TESTO MOSTRATO =>
□ □ □ □ □

Nel 2016 il numero di Ivg ammontava a 84.926 casi: c'è stata dunque nel biennio una riduzione del 10,5%. Entrambi i dati, numero assoluto e tasso di abortività, sono in diminuzione (o al più stazionari) sin dalla metà degli anni '80, ossia dopo un breve periodo di assestamento dall'entrata in vigore della legge 194 del 1978.
In questi grafici sono riportati dati, forniti dal ministero della sanità, relativi alla percentuale di interruzione volontaria di gravidanza in donne che hanno avuto già precedenti aborti e un confronto tra donne italiane donne straniere in relazione sempre all'interruzione volontaria di gravidanza.





Si evince chiaramente che la strage di vite umane, l'uccisione di “bambini nel grembo materno” non è in atto.
L'interruzione volontaria di gravidanza è una legittima scelta, regolamentata da norme giuridiche che tutelano la salute della donna ed è una scelta che non prevede possibili rinvii.
La legge 194/78, che ha depenalizzato e disciplinato le modalità di accesso all'aborto, nata per garantire a ogni donna il diritto alla scelta in un contesto in cui l'aborto clandestino causava morte, è, nei fatti, una legge che tutela la genitorialità, che dopo oltre quarant'anni incontra ancora troppi ostacoli e che andrebbe sicuramente migliorata, ma non sospesa neanche in caso di pandemia.
Anzi, sono proprio le attuali condizioni di emergenza sanitaria che dovrebbero spingere per la possibilità di ricorrere all'aborto farmacologico anche per ridurre il rischio contagio da ospedalizzazione.
Invece in diversi ospedali soprattutto del Nord Italia molti letti sono stati destinati a persone ammalate di Coronavirus, sottraendoli a chi avrebbe necessità di abortire.
In alcuni ospedali i già pochi anestesisti non obiettori sono stati destinati alle terapie intensive, riducendo ulteriormente le possibilità di abortire. A ciò si aggiunge la difficoltà a spostarsi fuori dal comune di residenza a causa delle ordinanze per il contenimento dei contagi.
L'Istat stima a circa 10.000-13.000 aborti clandestini in Italia per gli anni 2014-2016.
Non sappiamo quali conseguenze avrà l'emergenza coronavirus sull'accesso all'aborto legale e sulle pratiche di aborto clandestino.

□ □ □ □ □

INFORMAZIONI FORNITE =>
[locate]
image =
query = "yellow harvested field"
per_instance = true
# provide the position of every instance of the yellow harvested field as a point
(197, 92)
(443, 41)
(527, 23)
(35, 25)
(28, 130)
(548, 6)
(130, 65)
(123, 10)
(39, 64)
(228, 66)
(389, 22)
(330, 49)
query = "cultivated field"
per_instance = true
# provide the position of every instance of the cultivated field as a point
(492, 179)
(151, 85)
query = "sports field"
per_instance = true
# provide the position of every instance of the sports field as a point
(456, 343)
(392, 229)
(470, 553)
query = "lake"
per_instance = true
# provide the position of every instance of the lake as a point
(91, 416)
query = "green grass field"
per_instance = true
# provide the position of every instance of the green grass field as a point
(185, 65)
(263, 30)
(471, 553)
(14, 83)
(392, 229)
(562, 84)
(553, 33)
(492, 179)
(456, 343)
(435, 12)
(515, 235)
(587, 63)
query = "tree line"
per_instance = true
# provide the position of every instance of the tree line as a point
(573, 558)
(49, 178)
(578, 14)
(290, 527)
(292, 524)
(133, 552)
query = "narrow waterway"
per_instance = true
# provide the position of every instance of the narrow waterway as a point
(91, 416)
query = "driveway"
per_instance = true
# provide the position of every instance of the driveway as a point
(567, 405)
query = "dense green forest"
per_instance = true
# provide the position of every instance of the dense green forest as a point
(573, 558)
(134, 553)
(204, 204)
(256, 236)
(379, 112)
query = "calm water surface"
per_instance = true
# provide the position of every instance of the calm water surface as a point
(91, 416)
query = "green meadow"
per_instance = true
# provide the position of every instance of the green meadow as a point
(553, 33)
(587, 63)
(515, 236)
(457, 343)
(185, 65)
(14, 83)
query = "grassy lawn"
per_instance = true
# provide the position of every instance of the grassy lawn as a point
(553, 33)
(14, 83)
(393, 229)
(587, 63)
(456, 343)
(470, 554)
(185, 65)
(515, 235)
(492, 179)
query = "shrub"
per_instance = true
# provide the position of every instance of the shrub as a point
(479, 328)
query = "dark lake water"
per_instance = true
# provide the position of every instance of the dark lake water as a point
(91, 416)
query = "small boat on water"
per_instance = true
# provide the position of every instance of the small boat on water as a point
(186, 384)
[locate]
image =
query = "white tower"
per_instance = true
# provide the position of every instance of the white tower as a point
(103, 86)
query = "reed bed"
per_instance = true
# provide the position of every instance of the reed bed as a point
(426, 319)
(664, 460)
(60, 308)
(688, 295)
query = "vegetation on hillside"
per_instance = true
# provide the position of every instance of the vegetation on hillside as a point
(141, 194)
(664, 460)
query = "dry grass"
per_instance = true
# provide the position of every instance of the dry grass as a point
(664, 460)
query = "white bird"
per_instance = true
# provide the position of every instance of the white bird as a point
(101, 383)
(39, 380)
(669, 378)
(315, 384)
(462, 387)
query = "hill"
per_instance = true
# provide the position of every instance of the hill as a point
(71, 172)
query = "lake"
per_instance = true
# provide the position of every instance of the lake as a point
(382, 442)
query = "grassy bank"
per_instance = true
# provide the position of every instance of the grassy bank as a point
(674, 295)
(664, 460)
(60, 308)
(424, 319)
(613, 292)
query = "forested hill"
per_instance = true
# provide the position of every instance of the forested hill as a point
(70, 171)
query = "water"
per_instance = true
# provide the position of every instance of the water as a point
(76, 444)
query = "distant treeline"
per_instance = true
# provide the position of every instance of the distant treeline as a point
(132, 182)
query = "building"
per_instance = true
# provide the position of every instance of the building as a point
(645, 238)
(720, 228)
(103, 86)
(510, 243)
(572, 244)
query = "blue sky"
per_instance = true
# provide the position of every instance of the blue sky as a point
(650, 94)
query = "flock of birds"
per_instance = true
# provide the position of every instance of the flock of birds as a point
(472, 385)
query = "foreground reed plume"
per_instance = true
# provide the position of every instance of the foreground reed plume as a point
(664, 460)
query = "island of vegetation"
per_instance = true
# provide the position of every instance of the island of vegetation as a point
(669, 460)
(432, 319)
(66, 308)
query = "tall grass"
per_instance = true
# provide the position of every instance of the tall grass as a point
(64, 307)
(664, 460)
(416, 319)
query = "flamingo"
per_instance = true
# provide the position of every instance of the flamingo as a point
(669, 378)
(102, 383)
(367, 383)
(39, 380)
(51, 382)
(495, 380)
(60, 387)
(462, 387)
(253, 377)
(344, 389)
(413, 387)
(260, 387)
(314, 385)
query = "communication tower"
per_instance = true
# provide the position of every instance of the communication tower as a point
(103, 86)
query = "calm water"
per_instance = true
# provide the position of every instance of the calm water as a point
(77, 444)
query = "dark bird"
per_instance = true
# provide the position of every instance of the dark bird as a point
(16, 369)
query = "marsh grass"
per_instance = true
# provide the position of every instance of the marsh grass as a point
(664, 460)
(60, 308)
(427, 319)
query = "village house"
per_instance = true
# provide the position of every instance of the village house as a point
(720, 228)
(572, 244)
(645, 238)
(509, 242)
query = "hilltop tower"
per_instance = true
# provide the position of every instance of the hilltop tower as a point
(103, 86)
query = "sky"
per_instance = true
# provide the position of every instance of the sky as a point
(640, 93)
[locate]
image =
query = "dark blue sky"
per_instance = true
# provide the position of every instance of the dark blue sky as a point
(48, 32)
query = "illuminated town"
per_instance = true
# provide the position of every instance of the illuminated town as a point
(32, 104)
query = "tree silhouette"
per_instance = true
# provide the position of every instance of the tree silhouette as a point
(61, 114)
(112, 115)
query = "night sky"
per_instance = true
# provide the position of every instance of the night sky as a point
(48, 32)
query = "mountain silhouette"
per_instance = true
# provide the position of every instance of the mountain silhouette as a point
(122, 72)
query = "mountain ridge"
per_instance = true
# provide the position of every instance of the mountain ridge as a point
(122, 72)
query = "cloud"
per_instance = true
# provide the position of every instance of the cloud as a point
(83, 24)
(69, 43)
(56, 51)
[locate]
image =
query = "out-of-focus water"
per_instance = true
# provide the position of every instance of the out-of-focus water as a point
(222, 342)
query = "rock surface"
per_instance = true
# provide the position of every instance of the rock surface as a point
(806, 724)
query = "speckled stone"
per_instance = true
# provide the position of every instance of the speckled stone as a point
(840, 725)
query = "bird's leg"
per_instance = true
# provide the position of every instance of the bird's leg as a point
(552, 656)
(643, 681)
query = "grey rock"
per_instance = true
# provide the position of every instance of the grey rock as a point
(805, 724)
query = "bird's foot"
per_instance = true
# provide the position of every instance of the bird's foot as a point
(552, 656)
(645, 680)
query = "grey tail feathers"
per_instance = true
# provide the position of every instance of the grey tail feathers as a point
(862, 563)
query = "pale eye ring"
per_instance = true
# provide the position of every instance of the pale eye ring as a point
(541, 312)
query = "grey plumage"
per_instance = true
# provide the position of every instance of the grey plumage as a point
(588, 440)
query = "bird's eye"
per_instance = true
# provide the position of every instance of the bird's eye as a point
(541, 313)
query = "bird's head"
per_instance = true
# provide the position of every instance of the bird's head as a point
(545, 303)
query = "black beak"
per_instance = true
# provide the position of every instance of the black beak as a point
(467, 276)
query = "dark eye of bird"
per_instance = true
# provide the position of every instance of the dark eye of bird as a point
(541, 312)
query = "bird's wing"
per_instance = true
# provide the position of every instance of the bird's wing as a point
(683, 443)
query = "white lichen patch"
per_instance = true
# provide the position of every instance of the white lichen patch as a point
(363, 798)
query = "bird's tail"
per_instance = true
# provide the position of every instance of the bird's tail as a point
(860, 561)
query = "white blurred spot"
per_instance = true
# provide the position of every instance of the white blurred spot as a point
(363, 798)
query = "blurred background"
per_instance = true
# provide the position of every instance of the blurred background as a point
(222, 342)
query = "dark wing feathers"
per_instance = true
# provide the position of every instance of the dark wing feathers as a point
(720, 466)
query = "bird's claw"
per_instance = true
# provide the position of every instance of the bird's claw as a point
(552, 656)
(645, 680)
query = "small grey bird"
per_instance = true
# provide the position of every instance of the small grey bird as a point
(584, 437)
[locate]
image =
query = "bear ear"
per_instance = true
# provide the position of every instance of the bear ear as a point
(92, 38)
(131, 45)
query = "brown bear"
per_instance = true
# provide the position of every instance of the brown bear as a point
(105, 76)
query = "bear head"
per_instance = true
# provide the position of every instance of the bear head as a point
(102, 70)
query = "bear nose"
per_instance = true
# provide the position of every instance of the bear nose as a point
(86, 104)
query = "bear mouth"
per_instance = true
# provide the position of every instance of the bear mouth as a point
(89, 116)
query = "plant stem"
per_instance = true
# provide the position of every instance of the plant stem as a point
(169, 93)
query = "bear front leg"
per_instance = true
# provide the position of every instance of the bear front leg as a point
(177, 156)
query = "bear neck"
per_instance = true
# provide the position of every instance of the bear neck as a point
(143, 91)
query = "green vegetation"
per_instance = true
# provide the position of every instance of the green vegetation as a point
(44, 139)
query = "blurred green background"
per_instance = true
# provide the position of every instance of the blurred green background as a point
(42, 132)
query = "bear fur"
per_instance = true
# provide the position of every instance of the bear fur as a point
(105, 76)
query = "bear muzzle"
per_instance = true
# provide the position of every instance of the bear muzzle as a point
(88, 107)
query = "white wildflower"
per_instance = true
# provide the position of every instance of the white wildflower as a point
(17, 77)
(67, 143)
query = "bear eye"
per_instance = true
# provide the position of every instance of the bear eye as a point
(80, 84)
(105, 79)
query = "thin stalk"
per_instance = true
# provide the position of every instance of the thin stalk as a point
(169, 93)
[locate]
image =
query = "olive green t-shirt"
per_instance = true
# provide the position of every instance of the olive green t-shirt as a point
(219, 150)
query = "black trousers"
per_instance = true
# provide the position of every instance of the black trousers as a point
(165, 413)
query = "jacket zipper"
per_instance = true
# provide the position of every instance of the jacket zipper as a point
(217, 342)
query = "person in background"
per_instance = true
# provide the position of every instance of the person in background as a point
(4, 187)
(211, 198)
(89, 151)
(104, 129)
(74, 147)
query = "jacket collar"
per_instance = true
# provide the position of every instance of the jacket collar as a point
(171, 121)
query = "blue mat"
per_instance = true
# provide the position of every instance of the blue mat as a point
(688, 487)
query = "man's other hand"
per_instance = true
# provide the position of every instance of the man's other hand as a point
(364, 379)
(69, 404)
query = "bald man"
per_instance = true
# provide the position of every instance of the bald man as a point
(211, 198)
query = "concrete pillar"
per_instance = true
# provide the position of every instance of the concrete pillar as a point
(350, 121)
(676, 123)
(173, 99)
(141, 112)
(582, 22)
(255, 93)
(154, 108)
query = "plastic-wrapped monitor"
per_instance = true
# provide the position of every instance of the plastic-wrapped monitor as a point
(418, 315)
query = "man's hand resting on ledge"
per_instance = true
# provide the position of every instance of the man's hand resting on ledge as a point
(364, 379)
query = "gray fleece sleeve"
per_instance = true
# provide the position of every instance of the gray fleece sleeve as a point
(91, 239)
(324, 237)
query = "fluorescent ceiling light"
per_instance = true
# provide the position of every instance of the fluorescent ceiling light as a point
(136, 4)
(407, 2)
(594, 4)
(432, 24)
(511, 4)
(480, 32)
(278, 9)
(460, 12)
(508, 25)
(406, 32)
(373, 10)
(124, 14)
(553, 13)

□ □ □ □ □

DESCRIZIONE ESERCIZIO => Nel testo sull'interruzione volontaria di gravidanza, quanti aborti clandestini stima l'Istat in Italia per gli anni 2014-2016?

RISPOSTA ESERCIZIO => Circa 10.000-13.000.